WORK TO BE COMPLETED – Take down each entry exactly as written.

RECORDED DATA –
====================

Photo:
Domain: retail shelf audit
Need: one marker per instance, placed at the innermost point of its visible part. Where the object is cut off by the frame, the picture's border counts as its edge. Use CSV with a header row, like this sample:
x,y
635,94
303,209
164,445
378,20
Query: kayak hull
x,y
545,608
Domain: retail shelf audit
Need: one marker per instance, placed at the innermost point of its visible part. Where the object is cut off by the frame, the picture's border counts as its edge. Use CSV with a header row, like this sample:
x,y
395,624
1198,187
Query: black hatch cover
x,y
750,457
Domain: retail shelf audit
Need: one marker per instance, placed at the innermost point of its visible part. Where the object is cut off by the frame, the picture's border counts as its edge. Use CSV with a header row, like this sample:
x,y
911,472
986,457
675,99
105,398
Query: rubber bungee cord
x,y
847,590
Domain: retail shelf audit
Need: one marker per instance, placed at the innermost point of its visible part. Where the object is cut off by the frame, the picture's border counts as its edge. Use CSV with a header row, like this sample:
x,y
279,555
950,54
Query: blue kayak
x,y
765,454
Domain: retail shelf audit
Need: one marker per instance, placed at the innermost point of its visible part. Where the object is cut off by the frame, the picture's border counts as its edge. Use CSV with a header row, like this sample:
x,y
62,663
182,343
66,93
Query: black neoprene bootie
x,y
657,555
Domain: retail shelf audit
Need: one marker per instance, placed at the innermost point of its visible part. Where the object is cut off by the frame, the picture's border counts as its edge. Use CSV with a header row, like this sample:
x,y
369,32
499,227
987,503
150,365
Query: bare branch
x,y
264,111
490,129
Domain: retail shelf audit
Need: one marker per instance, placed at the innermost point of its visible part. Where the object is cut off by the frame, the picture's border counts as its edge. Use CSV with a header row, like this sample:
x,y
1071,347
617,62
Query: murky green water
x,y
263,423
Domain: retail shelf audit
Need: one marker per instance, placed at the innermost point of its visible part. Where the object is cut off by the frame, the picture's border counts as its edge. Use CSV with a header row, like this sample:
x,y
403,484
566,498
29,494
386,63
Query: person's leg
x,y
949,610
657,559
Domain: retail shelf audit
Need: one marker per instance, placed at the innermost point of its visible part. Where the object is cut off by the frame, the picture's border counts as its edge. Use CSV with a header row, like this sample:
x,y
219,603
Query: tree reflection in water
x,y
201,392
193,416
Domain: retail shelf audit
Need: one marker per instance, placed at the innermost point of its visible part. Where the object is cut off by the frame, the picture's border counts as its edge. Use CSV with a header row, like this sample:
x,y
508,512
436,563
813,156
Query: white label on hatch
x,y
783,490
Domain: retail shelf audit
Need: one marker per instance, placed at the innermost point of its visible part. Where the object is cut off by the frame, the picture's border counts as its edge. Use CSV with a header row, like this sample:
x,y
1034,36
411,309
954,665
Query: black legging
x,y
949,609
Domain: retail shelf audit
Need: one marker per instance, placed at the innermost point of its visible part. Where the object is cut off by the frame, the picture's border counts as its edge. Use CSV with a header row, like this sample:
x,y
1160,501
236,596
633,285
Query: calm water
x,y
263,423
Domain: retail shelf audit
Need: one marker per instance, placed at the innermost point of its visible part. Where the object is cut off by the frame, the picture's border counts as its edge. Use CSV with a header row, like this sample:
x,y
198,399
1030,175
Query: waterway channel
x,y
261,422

====================

ANSWER TO THIS TASK –
Photo:
Domain: retail shelf audit
Need: one marker per instance, placed at the innermost point of its visible part. Where the object is cut off by the frame, the picture's border counts as its edge. Use CSV with a header row, like this sample:
x,y
635,94
303,209
164,445
378,20
Query: kayak hull
x,y
545,608
Domain: retail shelf audit
Need: one marker per instance, placed at the innermost point of its visible part. Where the object is cut off by the frame, the picture's border counts as its edge. Use CSV with a header row, like this sample:
x,y
395,624
1198,187
Query: black hatch cover
x,y
750,457
Domain: retail shelf audit
Need: one marker per instance, placed at the innermost point of its visible part. Where the object is cut off by the frame, the picture's border counts as its edge. Use CSV with a header row, like this sample:
x,y
911,472
986,457
675,99
105,398
Query: rubber bungee cord
x,y
847,590
Domain: retail shelf audit
Need: one marker per instance, placed at the innermost point of its visible part. Where the object is cut off by the frame, the picture's border counts as its edge. Use CSV with a header row, like this sample:
x,y
279,555
950,54
Query: blue kayak
x,y
765,454
Domain: retail shelf audit
Need: one marker per instance, placed at the innermost point of its visible part. Where the object is cut off by the frame, the picture's border counts as its edge. Use CSV with a header row, like this sample:
x,y
62,663
182,343
66,93
Query: black neoprene bootie
x,y
657,555
Domain: retail shelf audit
Need: one marker per instance, placed at the innermost point of its visible part. Where the object is cut off by the frame, the picture's border counts as its edge. Use CSV with a header row, like this sample:
x,y
369,32
499,227
987,503
150,365
Query: bare branch
x,y
264,111
490,129
Domain: retail shelf audit
Need: one marker per instance, placed at the innermost point of its visible part. Where the object is cut off by the frame, the picture's border counts as its edge. Use CSV with a header row, like this sample:
x,y
1071,347
617,62
Query: murky green water
x,y
263,423
Domain: retail shelf audit
Need: one marker per instance, placed at the innermost point of its visible part. Where the object is cut off by the frame, the picture's border counts as its edge. Use CSV with a header row, like this sample:
x,y
403,484
566,498
29,494
386,63
Query: person's leg
x,y
949,610
657,559
Domain: retail shelf audit
Need: one marker per instance, placed at the innermost point of its visible part. Where the object is cut off by the frame, the picture's border counts as its edge. Use CSV with a header row, like this sample:
x,y
219,603
Query: tree reflection in water
x,y
201,392
193,416
Domain: retail shelf audit
Need: one marker per instance, placed at the innermost point of its visible part. Where the object is cut off by the frame, the picture's border counts as its edge. Use CSV with a header row, like this sample:
x,y
508,512
436,563
813,156
Query: white label on hatch
x,y
783,490
Domain: retail shelf audit
Need: one marker per instance, placed at the innermost point of its visible part. Where the object is cut off by the frame, the picture's border counts as its edge. Use CSV with a header row, like this sample:
x,y
1034,36
411,309
954,665
Query: black legging
x,y
949,609
Domain: retail shelf audit
Need: one marker per instance, placed at the innermost point of its visible part. Where the object is cut off by the frame, the picture's border counts as its edge. Use CSV with a header row, like this sample:
x,y
1160,501
236,596
633,285
Query: calm water
x,y
263,423
Domain: retail shelf audit
Need: one marker per instance, placed at the innermost point of its visible part. Where the object is cut off by the frame, the picture's border counts as its edge. Use CSV with a header row, like this sample:
x,y
198,399
1030,175
Query: waterway channel
x,y
261,422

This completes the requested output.